• **Bacaan**
▶

Jakarta, Kowantaranews.com – Satu tahun pemerintahan Prabowo Subianto menampilkan wajah etatisme yang tegas: negara mendominasi, swasta jadi penonton, dan daerah kehilangan ruang gerak. Kebijakan top-down ini terlihat dari pemangkasan transfer ke daerah dan kelahiran Danantara, badan konsolidasi BUMN yang dirancang sebagai platform pembiayaan proyek strategis nasional. Dunia usaha mengeluh: mereka hanya menjadi objek, bukan mitra.APBN 2025 menganggarkan Rp930,7 triliun untuk program prioritas, terutama Makan Bergizi Gratis (MBG) dan subsidi energi. Namun, hingga awal Oktober, realisasi belanja baru 51,8%. Penerimaan negara malah turun 7,2% dibanding tahun sebelumnya. Utang pun melonjak mendekati level pandemi. Presiden mengarahkan reformasi fiskal dan pengendalian defisit, tetapi APBN tetap jadi penyangga utama pertumbuhan di tengah tekanan global.

◀

• **Cuplikan Data**
▶

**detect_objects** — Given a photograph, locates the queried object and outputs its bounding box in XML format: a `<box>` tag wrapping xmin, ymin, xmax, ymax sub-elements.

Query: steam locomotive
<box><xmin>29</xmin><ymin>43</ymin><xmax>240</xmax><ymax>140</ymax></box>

◀

• **Tugas**
Tuliskan kembali tanpa perubahan bagian dari teks tentang satu tahun pemerintahan Prabowo Subianto yang dibuka dengan kata-kata "Jakarta, Kowantaranews.com –" dan ditutup dengan "tengah tekanan global.".

• **Hasil Latihan**
Jakarta, Kowantaranews.com – Satu tahun pemerintahan Prabowo Subianto menampilkan wajah etatisme yang tegas: negara mendominasi, swasta jadi penonton, dan daerah kehilangan ruang gerak. Kebijakan top-down ini terlihat dari pemangkasan transfer ke daerah dan kelahiran Danantara, badan konsolidasi BUMN yang dirancang sebagai platform pembiayaan proyek strategis nasional. Dunia usaha mengeluh: mereka hanya menjadi objek, bukan mitra.APBN 2025 menganggarkan Rp930,7 triliun untuk program prioritas, terutama Makan Bergizi Gratis (MBG) dan subsidi energi. Namun, hingga awal Oktober, realisasi belanja baru 51,8%. Penerimaan negara malah turun 7,2% dibanding tahun sebelumnya. Utang pun melonjak mendekati level pandemi. Presiden mengarahkan reformasi fiskal dan pengendalian defisit, tetapi APBN tetap jadi penyangga utama pertumbuhan di tengah tekanan global.